- TEXT EXTRACT -
'''
In the 1950s and 60s, San Francisco Bay was a different place. It was polluted daily with millions of gallons of poorly treated sewage. Almost all the shoreline — a hodgepodge of ugly industrial sites, garbage dumps and warehouses — was off limits to the public.
Developers had already filled in one-third of the bay for projects like Foster City, and had plans to fill in much of the rest. Then the tide began to turn. Environmental groups sprang up. Conservation laws were passed.
And Joe Bodovitz, a 35-year-old former newspaper reporter, switched careers at the request of former Sunset magazine and books publisher Mel Lane to become executive director of a new state agency aimed at protecting the bay.
Bodovitz helped build that agency, the San Francisco Bay Conservation Development Commission (BCDC), and later became the first executive director of the California Coastal Commission in 1973, where he established groundbreaking rules to guarantee public access to oceanfront beaches that millions of people enjoy today. He died March 9 in San Francisco. He was 93.
'''
- REQUIREMENT A -
According to the passage about San Francisco Bay, what fraction of the bay had developers already filled in?

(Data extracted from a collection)
'''
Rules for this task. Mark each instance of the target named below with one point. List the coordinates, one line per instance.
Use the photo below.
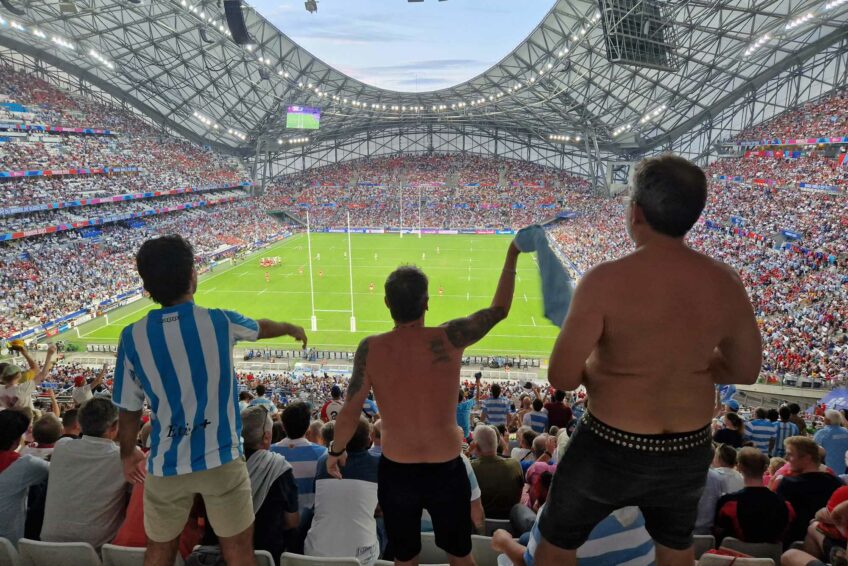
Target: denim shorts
(604, 469)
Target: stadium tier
(588, 307)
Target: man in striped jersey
(496, 408)
(180, 359)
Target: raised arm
(348, 417)
(271, 329)
(739, 355)
(581, 331)
(463, 332)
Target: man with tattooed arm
(414, 371)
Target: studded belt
(648, 442)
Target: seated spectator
(261, 399)
(621, 538)
(755, 513)
(300, 453)
(537, 419)
(272, 487)
(833, 437)
(46, 431)
(313, 433)
(559, 413)
(785, 429)
(344, 523)
(70, 424)
(761, 431)
(17, 474)
(808, 489)
(731, 433)
(500, 479)
(92, 463)
(377, 439)
(827, 533)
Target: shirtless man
(650, 336)
(421, 466)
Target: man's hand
(134, 466)
(298, 333)
(334, 465)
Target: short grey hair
(255, 422)
(486, 438)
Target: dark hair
(13, 425)
(406, 293)
(735, 420)
(671, 192)
(47, 429)
(165, 264)
(296, 419)
(752, 463)
(69, 419)
(96, 416)
(361, 438)
(727, 454)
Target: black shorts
(405, 490)
(605, 469)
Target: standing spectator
(93, 460)
(421, 465)
(537, 419)
(180, 358)
(500, 479)
(785, 429)
(17, 389)
(833, 437)
(693, 312)
(344, 523)
(807, 489)
(272, 487)
(755, 513)
(70, 424)
(464, 406)
(559, 413)
(333, 406)
(17, 474)
(262, 401)
(82, 391)
(731, 433)
(300, 453)
(796, 418)
(761, 431)
(496, 408)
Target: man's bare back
(414, 373)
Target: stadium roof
(175, 61)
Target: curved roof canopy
(175, 60)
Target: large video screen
(303, 118)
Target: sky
(408, 46)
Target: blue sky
(413, 47)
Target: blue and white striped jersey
(496, 410)
(180, 359)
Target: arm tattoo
(463, 332)
(357, 378)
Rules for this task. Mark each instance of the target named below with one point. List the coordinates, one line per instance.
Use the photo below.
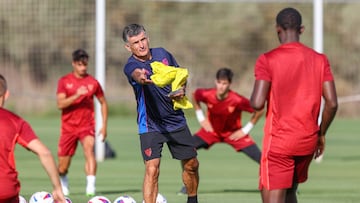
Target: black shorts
(180, 144)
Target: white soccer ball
(159, 199)
(22, 199)
(41, 197)
(99, 199)
(124, 199)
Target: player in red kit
(75, 97)
(14, 130)
(223, 121)
(291, 79)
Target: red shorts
(278, 171)
(211, 138)
(68, 141)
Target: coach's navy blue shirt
(154, 107)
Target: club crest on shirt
(90, 87)
(69, 85)
(231, 109)
(148, 152)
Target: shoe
(65, 191)
(182, 191)
(90, 190)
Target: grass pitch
(225, 176)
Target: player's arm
(64, 102)
(330, 108)
(140, 76)
(204, 121)
(104, 114)
(48, 163)
(259, 94)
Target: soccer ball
(41, 197)
(124, 199)
(22, 199)
(159, 199)
(99, 199)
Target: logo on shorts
(148, 152)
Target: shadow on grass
(110, 192)
(229, 191)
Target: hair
(80, 55)
(3, 85)
(132, 30)
(224, 73)
(289, 18)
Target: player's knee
(62, 171)
(191, 165)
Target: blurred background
(38, 37)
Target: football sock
(192, 199)
(90, 185)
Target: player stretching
(16, 130)
(291, 78)
(75, 97)
(223, 121)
'''
- REQUIREMENT B -
Duplicate the lines of the records from the line that contains "Target: hair" through the end of the records.

- FINAL ANSWER A -
One-third

- FINAL ANSWER B -
Target: hair
(80, 55)
(3, 85)
(132, 30)
(224, 73)
(289, 18)
Target: player's knee
(62, 171)
(191, 165)
Target: blurred background
(38, 37)
Target: football sock
(192, 199)
(90, 185)
Target: player stretching
(16, 130)
(291, 78)
(75, 97)
(223, 121)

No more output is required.